PROBLEM
Reproduce the records below in their entirety, exactly as shown.

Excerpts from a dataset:
☆ ☆ ☆
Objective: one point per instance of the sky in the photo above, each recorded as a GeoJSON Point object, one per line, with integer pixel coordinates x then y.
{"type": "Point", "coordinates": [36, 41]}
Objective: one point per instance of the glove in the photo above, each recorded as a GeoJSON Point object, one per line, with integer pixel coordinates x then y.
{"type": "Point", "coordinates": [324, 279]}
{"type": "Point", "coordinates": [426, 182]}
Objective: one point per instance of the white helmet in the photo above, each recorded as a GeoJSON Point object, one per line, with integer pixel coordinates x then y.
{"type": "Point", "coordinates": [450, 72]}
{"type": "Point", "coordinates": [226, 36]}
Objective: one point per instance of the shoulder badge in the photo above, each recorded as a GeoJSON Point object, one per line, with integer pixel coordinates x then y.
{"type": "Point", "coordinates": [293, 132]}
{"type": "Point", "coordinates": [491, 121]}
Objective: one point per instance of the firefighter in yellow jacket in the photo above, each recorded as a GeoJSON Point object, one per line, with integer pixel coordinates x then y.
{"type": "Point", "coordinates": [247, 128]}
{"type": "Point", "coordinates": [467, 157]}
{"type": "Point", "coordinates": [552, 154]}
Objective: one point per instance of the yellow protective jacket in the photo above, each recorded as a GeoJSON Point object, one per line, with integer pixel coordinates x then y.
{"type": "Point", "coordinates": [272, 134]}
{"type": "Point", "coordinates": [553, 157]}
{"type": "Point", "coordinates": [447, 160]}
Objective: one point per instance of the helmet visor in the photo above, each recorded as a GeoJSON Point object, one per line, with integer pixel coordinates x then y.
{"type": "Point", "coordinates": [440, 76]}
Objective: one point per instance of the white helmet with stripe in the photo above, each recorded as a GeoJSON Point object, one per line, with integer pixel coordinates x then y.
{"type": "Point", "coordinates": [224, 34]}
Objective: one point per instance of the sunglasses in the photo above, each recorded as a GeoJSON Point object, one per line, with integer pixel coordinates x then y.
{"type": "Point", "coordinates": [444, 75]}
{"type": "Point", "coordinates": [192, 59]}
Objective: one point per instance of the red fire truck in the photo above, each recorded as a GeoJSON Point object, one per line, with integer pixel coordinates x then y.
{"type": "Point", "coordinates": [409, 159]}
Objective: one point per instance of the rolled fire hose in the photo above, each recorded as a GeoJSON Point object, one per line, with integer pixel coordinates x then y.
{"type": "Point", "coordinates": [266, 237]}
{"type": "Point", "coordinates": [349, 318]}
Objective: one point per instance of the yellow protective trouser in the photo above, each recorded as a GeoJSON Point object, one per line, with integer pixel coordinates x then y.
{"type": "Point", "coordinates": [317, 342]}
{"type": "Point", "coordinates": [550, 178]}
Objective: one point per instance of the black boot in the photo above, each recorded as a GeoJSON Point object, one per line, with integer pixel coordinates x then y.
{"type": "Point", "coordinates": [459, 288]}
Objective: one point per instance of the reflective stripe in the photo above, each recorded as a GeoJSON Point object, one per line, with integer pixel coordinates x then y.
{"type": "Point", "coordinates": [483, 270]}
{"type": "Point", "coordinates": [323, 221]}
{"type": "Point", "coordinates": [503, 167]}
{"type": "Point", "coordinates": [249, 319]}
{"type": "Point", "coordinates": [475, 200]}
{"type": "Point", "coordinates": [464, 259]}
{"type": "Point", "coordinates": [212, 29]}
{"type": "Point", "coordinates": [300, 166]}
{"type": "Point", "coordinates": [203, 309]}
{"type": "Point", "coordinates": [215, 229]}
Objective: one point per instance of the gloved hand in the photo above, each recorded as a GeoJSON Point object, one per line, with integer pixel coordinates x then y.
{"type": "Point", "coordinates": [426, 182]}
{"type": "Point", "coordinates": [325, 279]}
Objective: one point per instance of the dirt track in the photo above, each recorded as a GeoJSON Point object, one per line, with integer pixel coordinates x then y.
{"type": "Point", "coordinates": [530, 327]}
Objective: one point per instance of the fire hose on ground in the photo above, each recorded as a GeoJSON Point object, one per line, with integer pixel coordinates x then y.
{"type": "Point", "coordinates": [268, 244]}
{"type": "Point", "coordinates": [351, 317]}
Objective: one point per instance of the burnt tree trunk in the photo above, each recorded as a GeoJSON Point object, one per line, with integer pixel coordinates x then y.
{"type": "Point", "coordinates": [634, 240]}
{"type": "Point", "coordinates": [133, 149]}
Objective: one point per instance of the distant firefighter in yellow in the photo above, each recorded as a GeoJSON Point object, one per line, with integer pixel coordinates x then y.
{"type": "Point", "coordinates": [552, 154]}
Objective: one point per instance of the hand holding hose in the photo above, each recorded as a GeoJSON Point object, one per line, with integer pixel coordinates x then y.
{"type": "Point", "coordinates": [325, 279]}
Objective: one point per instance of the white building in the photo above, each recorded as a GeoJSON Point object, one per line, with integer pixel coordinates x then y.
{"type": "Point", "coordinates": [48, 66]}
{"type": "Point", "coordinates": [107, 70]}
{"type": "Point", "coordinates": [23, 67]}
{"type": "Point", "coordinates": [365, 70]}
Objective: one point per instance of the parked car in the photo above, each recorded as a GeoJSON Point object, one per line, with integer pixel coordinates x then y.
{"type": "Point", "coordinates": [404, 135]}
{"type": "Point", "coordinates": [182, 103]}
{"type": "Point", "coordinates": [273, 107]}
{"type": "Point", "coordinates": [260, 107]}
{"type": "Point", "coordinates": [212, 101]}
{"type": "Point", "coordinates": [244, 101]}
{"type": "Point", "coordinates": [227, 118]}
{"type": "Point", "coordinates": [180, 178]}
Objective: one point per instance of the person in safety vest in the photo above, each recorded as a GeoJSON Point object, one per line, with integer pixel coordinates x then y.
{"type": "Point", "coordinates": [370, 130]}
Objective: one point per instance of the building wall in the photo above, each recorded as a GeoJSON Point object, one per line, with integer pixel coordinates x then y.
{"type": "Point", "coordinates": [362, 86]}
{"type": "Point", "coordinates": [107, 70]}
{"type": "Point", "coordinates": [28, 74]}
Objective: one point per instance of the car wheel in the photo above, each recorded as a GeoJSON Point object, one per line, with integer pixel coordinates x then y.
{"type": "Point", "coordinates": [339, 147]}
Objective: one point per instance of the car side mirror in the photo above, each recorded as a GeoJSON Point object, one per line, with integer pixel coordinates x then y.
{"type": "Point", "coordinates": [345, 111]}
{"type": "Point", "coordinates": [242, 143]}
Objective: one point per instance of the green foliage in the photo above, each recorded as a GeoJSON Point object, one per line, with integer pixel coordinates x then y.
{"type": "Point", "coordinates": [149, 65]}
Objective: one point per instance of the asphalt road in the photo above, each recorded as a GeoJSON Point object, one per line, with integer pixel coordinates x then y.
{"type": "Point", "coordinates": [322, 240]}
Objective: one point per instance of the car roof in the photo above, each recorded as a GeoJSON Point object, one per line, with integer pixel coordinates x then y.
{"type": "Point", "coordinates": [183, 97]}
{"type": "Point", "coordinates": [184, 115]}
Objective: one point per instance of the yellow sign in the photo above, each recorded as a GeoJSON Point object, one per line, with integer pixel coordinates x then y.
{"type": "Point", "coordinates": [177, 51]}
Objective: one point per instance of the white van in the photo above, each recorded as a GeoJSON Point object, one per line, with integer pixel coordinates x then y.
☆ ☆ ☆
RESPONSE TO THIS EXERCISE
Objective: one point per instance of the sky in the photo above, each recorded as a GeoJSON Point object, one per line, with integer pixel coordinates x then y.
{"type": "Point", "coordinates": [36, 41]}
Objective: one point per instance of the glove in the photo above, each recorded as a GeoJSON Point object, one per line, with integer pixel coordinates x then y.
{"type": "Point", "coordinates": [324, 279]}
{"type": "Point", "coordinates": [426, 182]}
Objective: one point per instance of the white helmet in the photo above, each recorded as a GeoJSON Point object, one per line, with integer pixel coordinates x then y.
{"type": "Point", "coordinates": [450, 72]}
{"type": "Point", "coordinates": [226, 36]}
Objective: one point per instance of the shoulder badge in the photo above, each recorded as a GeoJSON Point object, one per line, with integer pixel coordinates x then y.
{"type": "Point", "coordinates": [293, 132]}
{"type": "Point", "coordinates": [491, 121]}
Objective: one point per instance of the firefighter in yellow jacket in the photo above, each recorded as a GeoJSON Point object, one per line, with integer pixel coordinates x then y.
{"type": "Point", "coordinates": [247, 128]}
{"type": "Point", "coordinates": [467, 157]}
{"type": "Point", "coordinates": [552, 154]}
Objective: one point per instance of the yellow protective jacket in the photo above, each recorded as a GeoJSON Point object, one per line, with integer pixel coordinates x then y.
{"type": "Point", "coordinates": [272, 134]}
{"type": "Point", "coordinates": [553, 157]}
{"type": "Point", "coordinates": [447, 160]}
Objective: one point per instance of the helmet visor in the photo above, each recorded as a GeoJSON Point object, one per line, with integer pixel coordinates x then y.
{"type": "Point", "coordinates": [440, 76]}
Objective: one point per instance of the white helmet with stripe in the photo above, each recorded as a GeoJSON Point object, one per line, with integer pixel coordinates x then y.
{"type": "Point", "coordinates": [224, 34]}
Objective: one point per instance of the sunglasses in the photo above, each recorded as a GeoJSON Point object, one per line, with integer pixel coordinates x then y.
{"type": "Point", "coordinates": [444, 75]}
{"type": "Point", "coordinates": [192, 59]}
Objective: one point per instance of the red fire truck in the photo above, each recorded as a GeoJSON Point object, one per line, with integer pixel coordinates x then y.
{"type": "Point", "coordinates": [409, 159]}
Objective: one point per instance of the rolled fire hose in the photo above, each recorded as a GeoJSON Point object, one per line, with integer pixel coordinates x then y.
{"type": "Point", "coordinates": [266, 237]}
{"type": "Point", "coordinates": [349, 318]}
Objective: one point per instance of the yellow protective trouser in the photo above, each recorded as a GeoJSON Point object, one per line, with integer pixel coordinates x then y.
{"type": "Point", "coordinates": [317, 342]}
{"type": "Point", "coordinates": [550, 178]}
Objective: one point per instance of the black boot in the photo above, each recorded as a GeoJSON Point object, one per line, with integer pixel coordinates x then y.
{"type": "Point", "coordinates": [459, 288]}
Objective: one point per instance of the reflective stripe in the photo above, each recorded as a GeoJSON Point object, one per line, with integer pixel coordinates x then y.
{"type": "Point", "coordinates": [483, 270]}
{"type": "Point", "coordinates": [323, 221]}
{"type": "Point", "coordinates": [503, 167]}
{"type": "Point", "coordinates": [249, 319]}
{"type": "Point", "coordinates": [475, 200]}
{"type": "Point", "coordinates": [464, 259]}
{"type": "Point", "coordinates": [212, 29]}
{"type": "Point", "coordinates": [300, 166]}
{"type": "Point", "coordinates": [203, 309]}
{"type": "Point", "coordinates": [215, 229]}
Objective: one point per instance of the gloved hand in the photo above, each recorded as a GeoJSON Point object, one per line, with integer pixel coordinates x then y.
{"type": "Point", "coordinates": [426, 182]}
{"type": "Point", "coordinates": [325, 279]}
Objective: one point per instance of the dirt track in the photo above, each recorded as a GeoJSON Point object, one per line, with integer pixel coordinates x then y.
{"type": "Point", "coordinates": [530, 327]}
Objective: one point per instance of the fire hose on ground in the photo above, each recorded as a GeoJSON Point object, one per line, with integer pixel coordinates x then y.
{"type": "Point", "coordinates": [268, 244]}
{"type": "Point", "coordinates": [351, 317]}
Objective: one point per instance of the burnt tree trunk in the photo above, each recorded as a GeoJSON Point object, one per line, with integer pixel coordinates x then y.
{"type": "Point", "coordinates": [634, 240]}
{"type": "Point", "coordinates": [133, 149]}
Objective: one point per instance of the distant firefighter in yellow in the photo above, each recorded as a GeoJSON Point object, one per line, with integer pixel coordinates x then y.
{"type": "Point", "coordinates": [552, 154]}
Objective: one point per instance of the hand holding hose in the photo above, each recorded as a GeoJSON Point object, one per line, with integer pixel coordinates x then y.
{"type": "Point", "coordinates": [325, 279]}
Objective: one point per instance of the white building in the photo above, each recorded as a GeoJSON Point object, one per line, with integer pixel coordinates x then y.
{"type": "Point", "coordinates": [48, 66]}
{"type": "Point", "coordinates": [107, 70]}
{"type": "Point", "coordinates": [23, 67]}
{"type": "Point", "coordinates": [365, 70]}
Objective: one point per instance of the parked car in the photo above, each recorded as a GeoJSON Point object, one per line, with integer pixel coordinates x then y.
{"type": "Point", "coordinates": [404, 135]}
{"type": "Point", "coordinates": [182, 103]}
{"type": "Point", "coordinates": [273, 107]}
{"type": "Point", "coordinates": [260, 107]}
{"type": "Point", "coordinates": [212, 101]}
{"type": "Point", "coordinates": [244, 101]}
{"type": "Point", "coordinates": [227, 118]}
{"type": "Point", "coordinates": [180, 178]}
Objective: one point per instance of the person in safety vest in the photo above, each recorded as a GeoJSON Point object, one per line, with integer pixel coordinates x then y.
{"type": "Point", "coordinates": [370, 130]}
Objective: one point per instance of the building wall in the photo above, each recorded as a GeoJSON Point object, one per line, with integer pixel coordinates x then y.
{"type": "Point", "coordinates": [362, 86]}
{"type": "Point", "coordinates": [107, 70]}
{"type": "Point", "coordinates": [28, 74]}
Objective: one point per instance of the car wheel in the photo above, each recorded as a GeoJSON Point object, one per line, with integer pixel coordinates x then y.
{"type": "Point", "coordinates": [339, 147]}
Objective: one point per instance of the car side mirror in the photo above, each recorded as a GeoJSON Point object, one per line, with integer pixel coordinates x then y.
{"type": "Point", "coordinates": [345, 111]}
{"type": "Point", "coordinates": [242, 143]}
Objective: one point per instance of the green foliage in the photo above, each recorded as a GeoJSON Point object, one per line, with integer pixel coordinates x then y.
{"type": "Point", "coordinates": [149, 65]}
Objective: one point per instance of the asphalt road in the photo above, each recorded as a GeoJSON Point object, one per line, with integer pixel coordinates x then y.
{"type": "Point", "coordinates": [322, 240]}
Objective: one point per instance of the car roof in the photo above, each recorded as a GeoJSON Point object, one per line, with integer pixel coordinates x then y.
{"type": "Point", "coordinates": [183, 97]}
{"type": "Point", "coordinates": [184, 115]}
Objective: one point per instance of the yellow sign in the photo above, each recorded as a GeoJSON Point object, one per line, with integer pixel coordinates x then y.
{"type": "Point", "coordinates": [177, 51]}
Objective: one point per instance of the white van in the photo above, each recorded as a GeoJSON Point object, one per line, with integer pixel coordinates x then y.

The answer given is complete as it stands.